_Passage shown_.

^^^^^^^^

- Borders covered in dust after the collapse of the World Trade Center on September 11, 2001.
- Born: July 19, 1973 Bayonne, New Jersey, U.S.
- Died: August 24, 2015 (aged 42) Paterson, New Jersey, U.S.
- Other name: Dust Lady
- Occupation: Legal assistant
- Known for: Survivor of 9/11; Subject of the "Dust Lady" photograph;

= Marcy Borders =

American 9/11 photograph subject (1973–2015)

Marcy Borders (July 19, 1973 – August 24, 2015) was an American legal assistant who worked for Bank of America at its branch located in the World Trade Center's North Tower and survived its collapse, following the September 11 attacks.

Stan Honda, a photographer for Agence France-Presse, captured an image of Borders, completely covered in dust from the building collapse. The image became so well known and so widely distributed that Borders became known as "The Dust Lady".

==Personal impact==
A resident of Bayonne, New Jersey, the 28-year-old Borders had recently started a job with Bank of America as a legal assistant. She arrived at their offices on the 81st floor inside of the North Tower soon after 8:00 AM. When American Airlines Flight 11 hit the tower, her supervisor thought it might have been a small jet plane that nipped the building. The plane hit 12 stories above them, and Borders and her colleagues could feel the building shaking, and see chairs and office supplies falling out of the windows.

^^^^^^^^

_Data for review_.
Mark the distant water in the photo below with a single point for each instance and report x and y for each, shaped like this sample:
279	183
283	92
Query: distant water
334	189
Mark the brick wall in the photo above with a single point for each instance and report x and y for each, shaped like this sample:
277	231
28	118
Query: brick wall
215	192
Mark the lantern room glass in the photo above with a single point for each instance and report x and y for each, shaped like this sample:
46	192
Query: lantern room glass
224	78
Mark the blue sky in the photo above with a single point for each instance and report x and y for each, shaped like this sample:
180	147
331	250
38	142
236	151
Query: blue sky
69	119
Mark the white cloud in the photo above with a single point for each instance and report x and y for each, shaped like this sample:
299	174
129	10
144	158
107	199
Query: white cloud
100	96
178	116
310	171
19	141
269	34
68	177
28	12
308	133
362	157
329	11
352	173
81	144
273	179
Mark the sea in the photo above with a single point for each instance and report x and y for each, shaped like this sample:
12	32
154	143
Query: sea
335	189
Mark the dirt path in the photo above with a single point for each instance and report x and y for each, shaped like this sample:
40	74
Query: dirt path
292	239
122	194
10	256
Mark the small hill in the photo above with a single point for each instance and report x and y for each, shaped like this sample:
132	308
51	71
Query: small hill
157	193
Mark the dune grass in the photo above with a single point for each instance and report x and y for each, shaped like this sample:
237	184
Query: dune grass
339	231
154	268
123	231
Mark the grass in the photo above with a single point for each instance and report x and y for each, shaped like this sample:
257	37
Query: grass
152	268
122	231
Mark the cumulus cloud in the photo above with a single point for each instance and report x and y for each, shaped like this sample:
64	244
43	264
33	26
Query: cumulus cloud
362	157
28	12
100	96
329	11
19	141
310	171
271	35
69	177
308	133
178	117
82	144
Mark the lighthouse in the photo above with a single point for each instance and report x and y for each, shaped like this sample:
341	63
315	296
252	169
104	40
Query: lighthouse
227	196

^^^^^^^^

_Problems and tasks_.
- A) According to the Marcy Borders article, on which floor of the North Tower were the Bank of America offices where she worked?
- B) Please pick up the Marcy Borders article after its last sentence and keep writing it.

_Responses in order_.
- A) The 81st floor.

- B)
Borders fled down the staircase, and estimated it took her an hour to escape. By this time, the South Tower had also been hit, and had begun collapsing. The resulting dust cloud knocked Borders off her feet, and she struggled to breathe or see. A man pulled her out of the dust cloud, and dragged her into the lobby of a nearby building.

It was in this building Stan Honda captured the photo of her. Recalling the moment he said, “this woman came in completely covered in dust. It was a strange sight. She paused for a second, and I took one photo. It was just that one frame – I really only had time for that shot, then somebody took her upstairs and she was gone.” Afterwards, Borders walked to the tip of Manhattan where she made her way home on a ferry. When the photograph of her was published through AFP, her name was not included. A relative of Borders contacted the AFP office to give them her name, and Honda later visited Borders in Bayonne.

Borders told Honda she was afraid to go back to New York, and that she was frightened of tall buildings and planes. Over the years, she fell into depression. She had nightmares about Osama bin Laden, and turned to alcohol and drugs. In April 2011, she checked herself into a rehab center. A week later, the news broke about the death of Osama bin Laden. She said that news aided her in returning to sobriety, as she felt able to move on from the events of 9/11.

==Cultural impact==
The image Honda took of Borders became famous. She was remembered in many retrospective articles about the attacks of 9/11.

==Cancer diagnosis and death==
Borders was diagnosed with stomach cancer in August 2014. Borders's cancer had resulted in a $190,000 debt—even though she had not yet received surgery and she still needed additional chemotherapy. Borders said she could not even afford to get her prescriptions filled. She believed that her cancer was triggered by the toxic dust she was exposed to when the World Trade Center collapsed, having once stated, "I definitely believe it because I haven't had any illnesses. I don't have high blood pressure, high cholesterol, diabetes." Borders died from cancer on August 24, 2015.